┌─ EXERCISE DATA
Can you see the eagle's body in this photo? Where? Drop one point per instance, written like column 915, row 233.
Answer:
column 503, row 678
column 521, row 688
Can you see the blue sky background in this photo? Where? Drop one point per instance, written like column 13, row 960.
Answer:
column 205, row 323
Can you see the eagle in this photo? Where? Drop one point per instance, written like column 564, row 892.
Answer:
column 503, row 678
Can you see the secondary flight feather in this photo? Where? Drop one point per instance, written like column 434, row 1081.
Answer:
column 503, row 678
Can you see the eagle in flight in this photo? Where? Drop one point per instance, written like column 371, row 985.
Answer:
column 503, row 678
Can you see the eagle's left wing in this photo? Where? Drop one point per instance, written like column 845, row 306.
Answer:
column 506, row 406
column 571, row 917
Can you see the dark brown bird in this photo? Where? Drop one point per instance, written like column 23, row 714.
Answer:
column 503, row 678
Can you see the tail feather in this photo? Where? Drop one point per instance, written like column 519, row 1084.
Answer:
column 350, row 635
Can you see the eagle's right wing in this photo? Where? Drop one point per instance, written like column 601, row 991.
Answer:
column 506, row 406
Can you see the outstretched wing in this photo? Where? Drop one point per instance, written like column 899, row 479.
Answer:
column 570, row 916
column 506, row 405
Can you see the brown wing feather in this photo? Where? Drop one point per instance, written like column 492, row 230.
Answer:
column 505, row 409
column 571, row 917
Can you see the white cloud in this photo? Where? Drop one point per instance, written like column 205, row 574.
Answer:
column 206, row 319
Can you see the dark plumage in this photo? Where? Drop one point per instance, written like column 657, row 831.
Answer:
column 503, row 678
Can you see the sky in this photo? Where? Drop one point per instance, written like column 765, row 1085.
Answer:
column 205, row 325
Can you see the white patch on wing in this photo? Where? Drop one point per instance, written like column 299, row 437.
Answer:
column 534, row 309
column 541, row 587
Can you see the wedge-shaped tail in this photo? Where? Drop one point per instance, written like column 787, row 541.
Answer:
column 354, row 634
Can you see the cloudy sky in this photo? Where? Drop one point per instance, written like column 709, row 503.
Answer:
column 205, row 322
└─
┌─ EXERCISE DATA
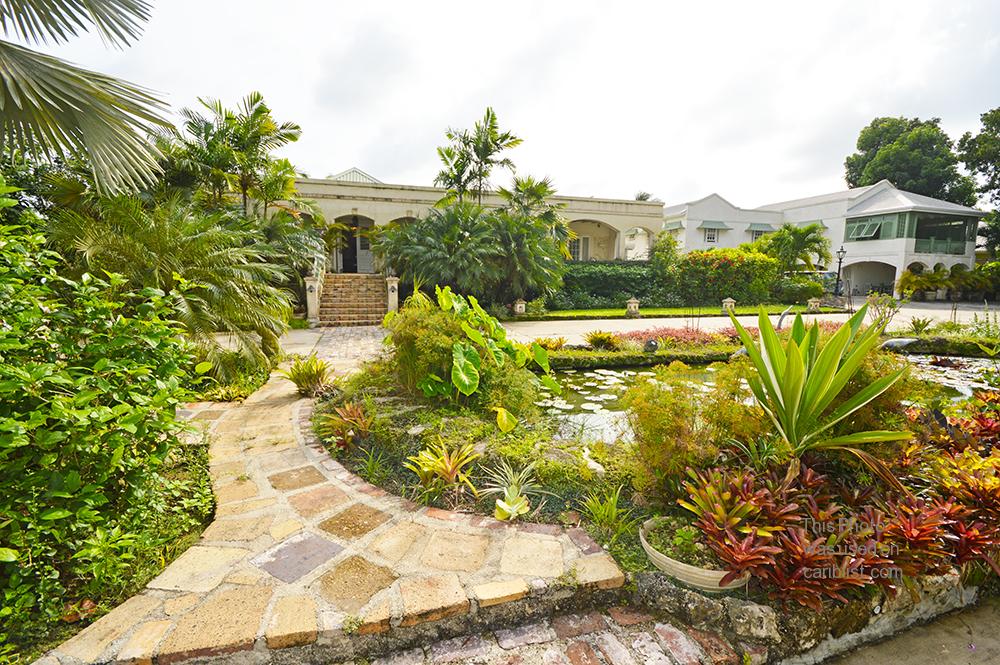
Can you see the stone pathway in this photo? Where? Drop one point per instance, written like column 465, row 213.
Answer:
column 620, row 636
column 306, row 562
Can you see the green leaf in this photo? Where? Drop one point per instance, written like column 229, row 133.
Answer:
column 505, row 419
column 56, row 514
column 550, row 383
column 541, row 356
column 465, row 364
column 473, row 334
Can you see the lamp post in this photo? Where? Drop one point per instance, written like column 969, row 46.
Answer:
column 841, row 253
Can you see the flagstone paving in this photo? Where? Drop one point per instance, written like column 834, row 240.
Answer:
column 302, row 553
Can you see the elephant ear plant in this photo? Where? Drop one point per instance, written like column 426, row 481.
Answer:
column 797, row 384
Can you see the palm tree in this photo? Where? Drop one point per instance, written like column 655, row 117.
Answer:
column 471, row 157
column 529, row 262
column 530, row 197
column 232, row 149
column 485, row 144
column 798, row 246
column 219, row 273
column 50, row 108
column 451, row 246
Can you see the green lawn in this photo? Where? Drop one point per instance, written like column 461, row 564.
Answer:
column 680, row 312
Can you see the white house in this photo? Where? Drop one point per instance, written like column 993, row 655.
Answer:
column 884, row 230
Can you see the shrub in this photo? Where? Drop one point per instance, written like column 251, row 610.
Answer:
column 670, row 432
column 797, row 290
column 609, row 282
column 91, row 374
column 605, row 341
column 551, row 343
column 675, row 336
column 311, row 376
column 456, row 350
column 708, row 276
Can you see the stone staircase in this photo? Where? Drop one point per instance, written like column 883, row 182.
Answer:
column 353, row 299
└─
**WHAT TO WORK ON**
Starting at the line containing "Can you see the white house" and ending at the line containing "column 708, row 276", write those lines out again with "Drop" replaced by "Place" and nothing else changed.

**CORRECT ANSWER**
Can you see the white house in this photo? Where? Place one point per instance, written like column 993, row 655.
Answer:
column 884, row 230
Can you see the shrub in this photo? Where? Place one point per instance, written like column 251, row 610.
Answer:
column 670, row 432
column 797, row 290
column 609, row 282
column 91, row 374
column 605, row 341
column 551, row 343
column 675, row 336
column 311, row 376
column 456, row 350
column 708, row 276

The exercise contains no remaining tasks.